What to do: Rescale the records below, starting at the first line and stopping after the line that contains "[[278, 279, 365, 300], [101, 272, 186, 287]]", with both of those lines included. Reproduce every line, requests included, and in the answers multiply each bounding-box coordinate by 0.2 and round to whole numbers, with halves rounded up; leave the requests and their format sample unchanged.

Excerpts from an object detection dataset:
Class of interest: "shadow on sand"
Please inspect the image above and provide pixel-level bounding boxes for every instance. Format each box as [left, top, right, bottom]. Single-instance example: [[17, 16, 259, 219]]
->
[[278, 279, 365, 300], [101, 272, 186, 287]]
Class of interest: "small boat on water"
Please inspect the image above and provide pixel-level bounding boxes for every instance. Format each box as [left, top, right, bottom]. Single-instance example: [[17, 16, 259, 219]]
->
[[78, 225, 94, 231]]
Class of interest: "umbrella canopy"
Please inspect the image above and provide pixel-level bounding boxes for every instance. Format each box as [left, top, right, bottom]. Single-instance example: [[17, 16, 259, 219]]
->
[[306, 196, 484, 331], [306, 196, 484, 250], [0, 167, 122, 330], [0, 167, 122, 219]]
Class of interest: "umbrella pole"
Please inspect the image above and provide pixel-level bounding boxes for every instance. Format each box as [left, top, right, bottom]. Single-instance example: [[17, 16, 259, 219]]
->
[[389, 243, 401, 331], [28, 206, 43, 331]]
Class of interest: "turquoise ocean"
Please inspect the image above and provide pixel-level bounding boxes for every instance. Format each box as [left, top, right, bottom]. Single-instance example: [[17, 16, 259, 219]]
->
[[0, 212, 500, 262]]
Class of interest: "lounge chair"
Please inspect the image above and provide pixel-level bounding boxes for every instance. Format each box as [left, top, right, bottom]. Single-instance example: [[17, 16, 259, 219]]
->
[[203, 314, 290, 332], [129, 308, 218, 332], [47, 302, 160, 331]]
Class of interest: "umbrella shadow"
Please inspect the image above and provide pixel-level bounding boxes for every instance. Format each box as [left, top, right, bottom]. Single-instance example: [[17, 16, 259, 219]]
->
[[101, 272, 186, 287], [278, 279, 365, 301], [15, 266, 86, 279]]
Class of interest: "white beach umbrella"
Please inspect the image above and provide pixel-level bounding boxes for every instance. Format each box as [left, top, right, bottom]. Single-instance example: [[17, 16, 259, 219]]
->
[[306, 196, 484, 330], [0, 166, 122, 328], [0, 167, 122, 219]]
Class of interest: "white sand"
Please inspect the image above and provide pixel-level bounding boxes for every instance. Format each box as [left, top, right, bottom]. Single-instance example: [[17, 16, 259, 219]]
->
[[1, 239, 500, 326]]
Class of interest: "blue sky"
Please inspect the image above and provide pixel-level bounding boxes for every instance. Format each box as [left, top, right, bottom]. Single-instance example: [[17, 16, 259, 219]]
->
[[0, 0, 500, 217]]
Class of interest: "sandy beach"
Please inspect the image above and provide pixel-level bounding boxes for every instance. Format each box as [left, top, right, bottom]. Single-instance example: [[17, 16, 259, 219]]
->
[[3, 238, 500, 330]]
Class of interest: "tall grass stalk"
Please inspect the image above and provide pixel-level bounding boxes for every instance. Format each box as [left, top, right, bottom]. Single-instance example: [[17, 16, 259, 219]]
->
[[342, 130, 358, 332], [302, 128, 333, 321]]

Written solution:
Class of interest: "shadow on sand"
Please inspect the image above and provide pixel-level bounding boxes for every instance. Format each box as [left, top, right, bottom]. Single-instance example: [[17, 16, 259, 219]]
->
[[56, 56, 73, 60], [20, 54, 37, 57]]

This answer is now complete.